Reproduce the material below verbatim, starting at the line containing "marble surface, including partially occluded ones." and ending with the line containing "[0,61,15,112]", both lines included.
══ PROVIDED RECORDS ══
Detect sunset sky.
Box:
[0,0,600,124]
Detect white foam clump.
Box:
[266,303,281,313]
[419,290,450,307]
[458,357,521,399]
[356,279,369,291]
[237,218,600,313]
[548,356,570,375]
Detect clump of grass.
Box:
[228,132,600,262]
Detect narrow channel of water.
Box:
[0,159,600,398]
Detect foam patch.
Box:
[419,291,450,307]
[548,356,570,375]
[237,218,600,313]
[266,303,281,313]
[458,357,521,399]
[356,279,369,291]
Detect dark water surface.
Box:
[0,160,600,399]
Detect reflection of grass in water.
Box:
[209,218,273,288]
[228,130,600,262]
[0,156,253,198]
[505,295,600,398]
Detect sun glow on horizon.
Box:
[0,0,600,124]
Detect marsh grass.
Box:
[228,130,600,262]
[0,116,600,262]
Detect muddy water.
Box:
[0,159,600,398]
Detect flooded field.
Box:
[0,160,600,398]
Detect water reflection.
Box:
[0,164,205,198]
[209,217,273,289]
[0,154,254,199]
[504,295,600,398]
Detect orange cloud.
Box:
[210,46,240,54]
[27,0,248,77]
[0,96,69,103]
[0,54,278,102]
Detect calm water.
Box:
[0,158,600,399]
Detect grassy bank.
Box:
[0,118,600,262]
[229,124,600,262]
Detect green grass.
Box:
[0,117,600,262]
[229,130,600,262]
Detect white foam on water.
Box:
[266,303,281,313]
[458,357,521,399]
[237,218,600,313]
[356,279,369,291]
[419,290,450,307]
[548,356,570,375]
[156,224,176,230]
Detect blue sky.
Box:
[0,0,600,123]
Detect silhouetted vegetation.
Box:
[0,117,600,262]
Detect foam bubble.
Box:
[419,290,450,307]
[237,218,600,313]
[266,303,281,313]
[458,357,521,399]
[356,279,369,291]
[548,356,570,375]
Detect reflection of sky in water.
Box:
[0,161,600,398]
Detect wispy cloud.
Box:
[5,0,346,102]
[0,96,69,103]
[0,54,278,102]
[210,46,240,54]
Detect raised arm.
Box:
═══
══ PROVIDED RECORDS ══
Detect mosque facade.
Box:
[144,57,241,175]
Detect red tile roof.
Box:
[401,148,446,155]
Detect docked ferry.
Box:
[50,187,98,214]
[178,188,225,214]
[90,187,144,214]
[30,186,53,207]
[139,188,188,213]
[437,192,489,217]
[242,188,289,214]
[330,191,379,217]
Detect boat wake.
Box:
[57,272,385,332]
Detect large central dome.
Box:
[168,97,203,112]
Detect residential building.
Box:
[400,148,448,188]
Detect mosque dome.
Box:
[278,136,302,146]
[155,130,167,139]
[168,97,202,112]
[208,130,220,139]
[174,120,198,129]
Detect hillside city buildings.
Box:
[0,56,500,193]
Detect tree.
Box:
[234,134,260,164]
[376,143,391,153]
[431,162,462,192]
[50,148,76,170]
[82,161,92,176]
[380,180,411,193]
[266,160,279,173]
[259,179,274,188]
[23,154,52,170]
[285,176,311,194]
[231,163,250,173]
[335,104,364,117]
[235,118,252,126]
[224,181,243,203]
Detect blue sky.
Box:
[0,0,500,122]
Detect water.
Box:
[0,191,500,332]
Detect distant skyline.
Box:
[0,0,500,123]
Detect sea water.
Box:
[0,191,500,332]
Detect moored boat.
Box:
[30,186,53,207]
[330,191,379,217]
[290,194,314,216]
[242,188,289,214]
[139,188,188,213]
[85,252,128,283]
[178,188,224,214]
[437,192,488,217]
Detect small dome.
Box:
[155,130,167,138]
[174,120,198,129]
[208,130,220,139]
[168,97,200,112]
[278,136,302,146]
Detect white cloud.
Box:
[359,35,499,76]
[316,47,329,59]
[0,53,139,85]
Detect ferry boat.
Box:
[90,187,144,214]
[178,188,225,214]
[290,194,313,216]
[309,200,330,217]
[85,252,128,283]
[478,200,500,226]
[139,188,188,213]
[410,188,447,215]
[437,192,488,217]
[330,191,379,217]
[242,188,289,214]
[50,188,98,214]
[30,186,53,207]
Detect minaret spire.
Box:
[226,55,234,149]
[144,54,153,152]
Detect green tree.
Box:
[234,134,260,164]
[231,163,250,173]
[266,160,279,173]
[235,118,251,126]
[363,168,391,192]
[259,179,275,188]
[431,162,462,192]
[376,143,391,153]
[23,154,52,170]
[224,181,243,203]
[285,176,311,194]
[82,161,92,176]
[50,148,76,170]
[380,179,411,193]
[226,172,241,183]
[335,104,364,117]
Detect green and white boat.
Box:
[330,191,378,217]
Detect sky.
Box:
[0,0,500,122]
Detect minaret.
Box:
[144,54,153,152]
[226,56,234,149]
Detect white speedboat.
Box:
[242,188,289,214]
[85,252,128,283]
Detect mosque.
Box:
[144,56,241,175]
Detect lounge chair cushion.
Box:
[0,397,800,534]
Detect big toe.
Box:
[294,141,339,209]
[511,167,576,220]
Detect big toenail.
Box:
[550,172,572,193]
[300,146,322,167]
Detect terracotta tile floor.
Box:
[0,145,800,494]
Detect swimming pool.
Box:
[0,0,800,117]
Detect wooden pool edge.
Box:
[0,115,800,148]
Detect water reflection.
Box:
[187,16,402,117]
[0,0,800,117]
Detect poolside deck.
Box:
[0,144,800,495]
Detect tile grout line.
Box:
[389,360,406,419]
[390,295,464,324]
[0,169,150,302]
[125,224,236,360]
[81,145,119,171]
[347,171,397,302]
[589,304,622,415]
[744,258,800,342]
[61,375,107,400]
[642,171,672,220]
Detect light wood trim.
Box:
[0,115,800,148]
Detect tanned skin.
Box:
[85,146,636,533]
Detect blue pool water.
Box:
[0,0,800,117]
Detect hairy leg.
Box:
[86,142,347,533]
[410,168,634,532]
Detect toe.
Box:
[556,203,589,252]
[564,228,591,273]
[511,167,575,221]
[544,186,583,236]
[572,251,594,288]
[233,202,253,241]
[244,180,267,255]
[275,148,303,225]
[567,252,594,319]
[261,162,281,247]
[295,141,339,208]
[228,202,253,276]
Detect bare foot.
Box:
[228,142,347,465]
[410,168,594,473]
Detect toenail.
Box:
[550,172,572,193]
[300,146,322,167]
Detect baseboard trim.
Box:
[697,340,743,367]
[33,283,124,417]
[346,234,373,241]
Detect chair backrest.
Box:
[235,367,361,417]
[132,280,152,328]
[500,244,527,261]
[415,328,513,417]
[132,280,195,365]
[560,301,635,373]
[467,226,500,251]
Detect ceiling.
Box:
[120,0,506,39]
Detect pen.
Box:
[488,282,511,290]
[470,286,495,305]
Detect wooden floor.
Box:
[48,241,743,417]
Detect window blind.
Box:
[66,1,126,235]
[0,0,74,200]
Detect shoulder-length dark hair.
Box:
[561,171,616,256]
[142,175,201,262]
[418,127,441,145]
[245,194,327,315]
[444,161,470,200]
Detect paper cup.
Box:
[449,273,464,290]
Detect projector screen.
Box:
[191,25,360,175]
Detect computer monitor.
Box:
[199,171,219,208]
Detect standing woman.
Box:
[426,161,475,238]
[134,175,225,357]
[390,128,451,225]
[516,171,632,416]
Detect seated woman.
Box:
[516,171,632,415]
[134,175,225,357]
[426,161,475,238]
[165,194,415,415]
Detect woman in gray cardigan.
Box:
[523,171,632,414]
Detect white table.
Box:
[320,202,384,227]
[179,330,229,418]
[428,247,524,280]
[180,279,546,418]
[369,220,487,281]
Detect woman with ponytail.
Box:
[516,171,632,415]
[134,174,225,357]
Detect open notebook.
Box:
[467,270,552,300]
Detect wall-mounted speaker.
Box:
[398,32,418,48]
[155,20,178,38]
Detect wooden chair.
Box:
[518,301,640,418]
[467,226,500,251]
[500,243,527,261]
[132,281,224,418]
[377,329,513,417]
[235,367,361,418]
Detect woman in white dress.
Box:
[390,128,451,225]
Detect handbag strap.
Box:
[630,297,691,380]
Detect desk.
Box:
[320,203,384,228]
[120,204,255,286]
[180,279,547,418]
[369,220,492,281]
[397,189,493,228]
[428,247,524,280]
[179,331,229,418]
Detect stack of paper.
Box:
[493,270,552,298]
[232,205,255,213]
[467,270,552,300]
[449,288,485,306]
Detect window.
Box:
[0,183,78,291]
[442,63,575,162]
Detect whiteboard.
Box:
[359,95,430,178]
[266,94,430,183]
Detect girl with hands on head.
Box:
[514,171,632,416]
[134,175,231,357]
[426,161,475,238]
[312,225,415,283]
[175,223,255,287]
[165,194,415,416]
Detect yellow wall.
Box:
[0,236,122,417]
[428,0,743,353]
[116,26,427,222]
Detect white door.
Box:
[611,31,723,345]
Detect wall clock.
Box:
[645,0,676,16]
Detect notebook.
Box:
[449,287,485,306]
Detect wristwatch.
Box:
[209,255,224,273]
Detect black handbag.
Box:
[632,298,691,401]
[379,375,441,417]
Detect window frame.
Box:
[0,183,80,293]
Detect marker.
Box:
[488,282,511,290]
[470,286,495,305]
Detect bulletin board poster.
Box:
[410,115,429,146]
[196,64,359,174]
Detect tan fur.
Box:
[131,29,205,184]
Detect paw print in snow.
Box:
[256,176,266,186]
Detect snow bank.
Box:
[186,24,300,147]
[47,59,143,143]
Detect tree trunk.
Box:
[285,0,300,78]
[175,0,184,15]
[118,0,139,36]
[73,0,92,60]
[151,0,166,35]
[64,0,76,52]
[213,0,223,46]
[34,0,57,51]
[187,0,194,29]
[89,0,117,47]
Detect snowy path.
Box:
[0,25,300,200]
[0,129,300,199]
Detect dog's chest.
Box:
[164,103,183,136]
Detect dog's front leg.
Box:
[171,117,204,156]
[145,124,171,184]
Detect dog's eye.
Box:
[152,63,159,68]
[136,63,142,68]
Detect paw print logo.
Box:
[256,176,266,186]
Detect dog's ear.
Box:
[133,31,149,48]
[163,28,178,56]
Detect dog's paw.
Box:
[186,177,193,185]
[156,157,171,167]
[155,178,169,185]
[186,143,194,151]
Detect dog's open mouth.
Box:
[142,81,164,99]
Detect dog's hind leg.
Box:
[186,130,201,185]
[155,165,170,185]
═══
══ PROVIDED RECORDS ══
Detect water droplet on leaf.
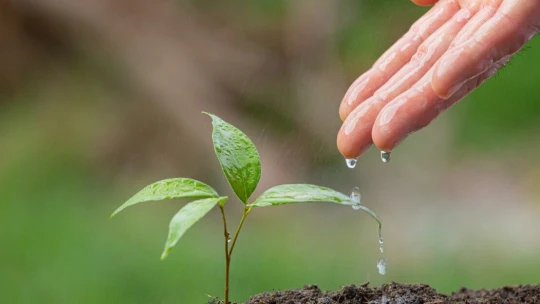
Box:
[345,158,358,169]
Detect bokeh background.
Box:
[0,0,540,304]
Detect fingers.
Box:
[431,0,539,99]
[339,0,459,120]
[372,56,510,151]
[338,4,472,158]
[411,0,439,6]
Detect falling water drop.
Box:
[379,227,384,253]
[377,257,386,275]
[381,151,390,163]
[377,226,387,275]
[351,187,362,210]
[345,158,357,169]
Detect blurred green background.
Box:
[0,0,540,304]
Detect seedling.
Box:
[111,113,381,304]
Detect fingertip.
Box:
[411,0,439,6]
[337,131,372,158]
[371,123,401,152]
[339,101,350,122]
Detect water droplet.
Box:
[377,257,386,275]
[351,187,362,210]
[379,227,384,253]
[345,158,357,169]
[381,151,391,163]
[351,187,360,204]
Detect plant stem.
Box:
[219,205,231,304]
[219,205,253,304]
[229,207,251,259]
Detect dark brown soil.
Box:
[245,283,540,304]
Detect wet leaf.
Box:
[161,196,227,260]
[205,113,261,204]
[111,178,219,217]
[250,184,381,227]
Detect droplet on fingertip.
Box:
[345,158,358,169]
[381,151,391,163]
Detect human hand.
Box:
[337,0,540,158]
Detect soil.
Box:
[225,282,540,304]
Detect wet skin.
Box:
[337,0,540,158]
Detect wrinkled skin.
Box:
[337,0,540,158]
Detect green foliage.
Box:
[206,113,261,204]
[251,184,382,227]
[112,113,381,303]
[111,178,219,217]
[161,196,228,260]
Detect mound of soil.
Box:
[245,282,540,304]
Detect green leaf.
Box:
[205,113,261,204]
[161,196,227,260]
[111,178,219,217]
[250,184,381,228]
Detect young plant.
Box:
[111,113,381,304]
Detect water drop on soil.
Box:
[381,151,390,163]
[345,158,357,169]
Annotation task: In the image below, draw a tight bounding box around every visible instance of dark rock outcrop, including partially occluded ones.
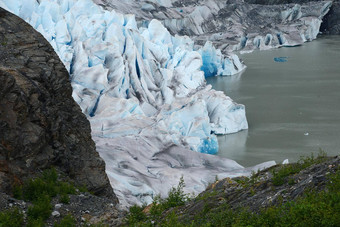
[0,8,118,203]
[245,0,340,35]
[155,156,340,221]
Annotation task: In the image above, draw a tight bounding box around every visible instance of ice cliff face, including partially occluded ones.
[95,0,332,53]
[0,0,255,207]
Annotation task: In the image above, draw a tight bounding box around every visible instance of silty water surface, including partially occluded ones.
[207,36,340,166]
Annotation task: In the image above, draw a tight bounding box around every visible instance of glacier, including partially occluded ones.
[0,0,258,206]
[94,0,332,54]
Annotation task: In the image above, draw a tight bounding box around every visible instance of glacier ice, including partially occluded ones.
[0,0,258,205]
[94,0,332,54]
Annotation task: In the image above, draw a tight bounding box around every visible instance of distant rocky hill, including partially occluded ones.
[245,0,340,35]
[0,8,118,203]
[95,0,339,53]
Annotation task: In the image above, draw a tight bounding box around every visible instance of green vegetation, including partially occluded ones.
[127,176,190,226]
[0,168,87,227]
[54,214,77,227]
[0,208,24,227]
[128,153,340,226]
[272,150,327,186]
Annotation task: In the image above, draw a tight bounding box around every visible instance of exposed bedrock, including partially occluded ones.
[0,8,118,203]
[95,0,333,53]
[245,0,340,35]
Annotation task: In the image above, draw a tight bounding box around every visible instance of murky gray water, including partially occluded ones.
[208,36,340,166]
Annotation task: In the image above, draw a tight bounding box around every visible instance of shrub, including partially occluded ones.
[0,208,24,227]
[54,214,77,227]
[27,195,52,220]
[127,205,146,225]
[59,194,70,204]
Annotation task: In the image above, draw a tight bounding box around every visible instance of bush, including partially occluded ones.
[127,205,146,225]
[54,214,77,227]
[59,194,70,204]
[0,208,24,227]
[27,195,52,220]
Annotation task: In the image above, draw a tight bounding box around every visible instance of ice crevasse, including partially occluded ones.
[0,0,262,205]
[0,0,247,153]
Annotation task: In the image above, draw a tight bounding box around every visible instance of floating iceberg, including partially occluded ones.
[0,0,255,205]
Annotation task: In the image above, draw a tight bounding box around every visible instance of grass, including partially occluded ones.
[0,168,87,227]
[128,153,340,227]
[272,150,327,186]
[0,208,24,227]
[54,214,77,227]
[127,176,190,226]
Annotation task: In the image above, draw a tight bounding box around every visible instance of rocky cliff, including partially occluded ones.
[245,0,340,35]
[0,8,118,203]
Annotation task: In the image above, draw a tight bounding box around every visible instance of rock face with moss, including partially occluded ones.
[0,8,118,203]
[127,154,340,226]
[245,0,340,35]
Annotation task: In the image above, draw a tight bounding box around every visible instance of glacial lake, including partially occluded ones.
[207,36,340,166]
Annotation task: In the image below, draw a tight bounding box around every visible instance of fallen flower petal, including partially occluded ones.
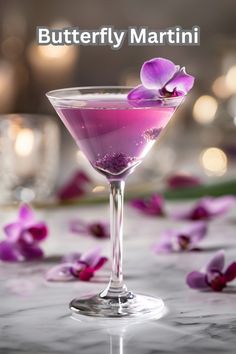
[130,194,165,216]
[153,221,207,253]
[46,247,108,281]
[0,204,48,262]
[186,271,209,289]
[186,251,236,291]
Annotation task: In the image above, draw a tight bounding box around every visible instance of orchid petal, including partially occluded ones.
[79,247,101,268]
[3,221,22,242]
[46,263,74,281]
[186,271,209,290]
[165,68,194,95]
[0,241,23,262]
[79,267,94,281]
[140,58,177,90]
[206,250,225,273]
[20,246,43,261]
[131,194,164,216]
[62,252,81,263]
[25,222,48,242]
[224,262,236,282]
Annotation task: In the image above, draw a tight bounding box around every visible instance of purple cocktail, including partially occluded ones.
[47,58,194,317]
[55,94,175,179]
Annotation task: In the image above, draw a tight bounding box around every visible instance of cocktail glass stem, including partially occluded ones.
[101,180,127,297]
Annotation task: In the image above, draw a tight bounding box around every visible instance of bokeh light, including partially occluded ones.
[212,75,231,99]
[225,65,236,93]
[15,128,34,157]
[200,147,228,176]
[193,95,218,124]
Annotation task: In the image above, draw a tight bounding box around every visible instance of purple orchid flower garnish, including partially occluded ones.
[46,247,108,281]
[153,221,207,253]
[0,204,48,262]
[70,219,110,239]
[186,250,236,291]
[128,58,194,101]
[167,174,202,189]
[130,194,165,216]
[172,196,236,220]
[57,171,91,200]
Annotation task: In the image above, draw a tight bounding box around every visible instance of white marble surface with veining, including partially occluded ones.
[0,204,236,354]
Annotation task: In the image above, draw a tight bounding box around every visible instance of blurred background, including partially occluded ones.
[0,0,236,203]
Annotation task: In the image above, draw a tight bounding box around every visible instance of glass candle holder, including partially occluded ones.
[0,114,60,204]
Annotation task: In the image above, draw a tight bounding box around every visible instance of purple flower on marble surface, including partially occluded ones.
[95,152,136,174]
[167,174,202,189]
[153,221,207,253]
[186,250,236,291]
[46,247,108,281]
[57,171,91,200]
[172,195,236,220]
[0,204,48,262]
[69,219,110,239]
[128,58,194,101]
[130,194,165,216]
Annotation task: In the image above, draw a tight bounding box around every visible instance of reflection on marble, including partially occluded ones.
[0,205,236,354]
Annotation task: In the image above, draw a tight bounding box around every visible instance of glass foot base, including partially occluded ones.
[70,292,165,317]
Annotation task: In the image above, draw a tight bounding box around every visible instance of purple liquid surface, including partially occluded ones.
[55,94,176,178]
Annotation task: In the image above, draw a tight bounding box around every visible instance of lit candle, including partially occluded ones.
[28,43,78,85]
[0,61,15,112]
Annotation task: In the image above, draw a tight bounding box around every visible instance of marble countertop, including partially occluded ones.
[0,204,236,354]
═══
- RESULT OF THIS EXERCISE -
Annotation task: In the image above, draw a tight bounding box around every visible instance of purple flower on marble surface, including partially occluded ones.
[95,152,136,174]
[167,174,202,189]
[153,221,207,253]
[186,250,236,291]
[46,247,108,281]
[57,171,91,200]
[172,195,236,220]
[0,204,48,262]
[69,219,110,239]
[128,58,194,101]
[130,194,165,216]
Annotation task: In the image above, draw a tight bounding box around every visible instance of reflection on marble, including partially occluded ones.
[0,205,236,354]
Annotation task: In the image above, draw a tight bounding box around every visible instance of glass foot base, including partially occluded ones.
[70,292,165,317]
Annotation task: In the image above, draw a tight bounding box around every visible instance of purple liquid surface, including partially occluded ones.
[55,94,176,178]
Annotation task: In the image above, draw a tight bounding box around every visible instance of lit candle, including partially occluded ones.
[28,43,78,85]
[0,61,15,112]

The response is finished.